Task instructions: No pictures belong in the answer. Repeat all the entries exactly.

Information supplied:
◆ ◆ ◆

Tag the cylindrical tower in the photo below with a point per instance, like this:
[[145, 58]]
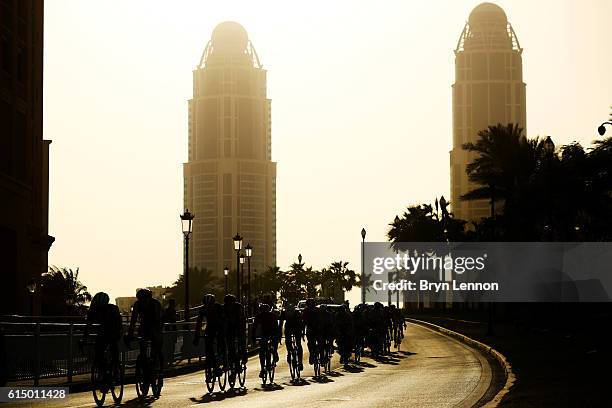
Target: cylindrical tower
[[488, 90], [230, 180]]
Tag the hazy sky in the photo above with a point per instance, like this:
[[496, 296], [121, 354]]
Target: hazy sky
[[361, 116]]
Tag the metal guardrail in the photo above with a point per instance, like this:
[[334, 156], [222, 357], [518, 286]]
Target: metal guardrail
[[39, 350]]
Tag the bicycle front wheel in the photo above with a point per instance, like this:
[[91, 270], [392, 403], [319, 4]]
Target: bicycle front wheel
[[209, 378], [97, 381], [242, 375], [117, 388], [142, 384]]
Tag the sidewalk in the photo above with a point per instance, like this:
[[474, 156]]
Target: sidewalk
[[554, 367], [82, 382]]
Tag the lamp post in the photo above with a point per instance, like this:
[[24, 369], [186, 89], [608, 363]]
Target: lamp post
[[226, 273], [242, 259], [248, 252], [187, 226], [32, 286], [363, 265], [549, 149], [237, 247], [602, 129]]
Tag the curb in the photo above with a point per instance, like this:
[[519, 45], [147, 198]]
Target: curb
[[510, 377]]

◆ ◆ ◆

Result of this task:
Tag the cylindrical tower in the photo below with a point per instance, like this:
[[145, 58]]
Target: cylindrical tower
[[488, 90], [230, 180]]
Tag the hazy sky in the photo above with a point per instance, like this:
[[496, 296], [121, 354]]
Target: hazy sky
[[361, 116]]
Tag the metal guardrail in the photo above with a point per instance, like this:
[[334, 156], [222, 357], [518, 286]]
Target: metal guardrail
[[39, 350]]
Tag the bicycle front wheel in the photo above with a point per instance, like this:
[[91, 270], [392, 403], [319, 4]]
Target: bicycle front wheel
[[209, 378], [97, 381], [242, 375], [117, 388], [142, 384]]
Tag the sidewalk in the photo above with a point per instance, like this:
[[474, 156]]
Target: sidewalk
[[554, 367], [82, 382]]
Tag the lamp post in the photo above with a point per instance, like this:
[[24, 369], [186, 89], [608, 363]]
Target: lamp post
[[226, 273], [242, 259], [248, 252], [187, 226], [32, 286], [363, 265], [549, 149], [237, 247], [602, 129]]
Tag the curb in the photo above with a point per instance, like this:
[[519, 45], [147, 198]]
Target: curb
[[510, 377]]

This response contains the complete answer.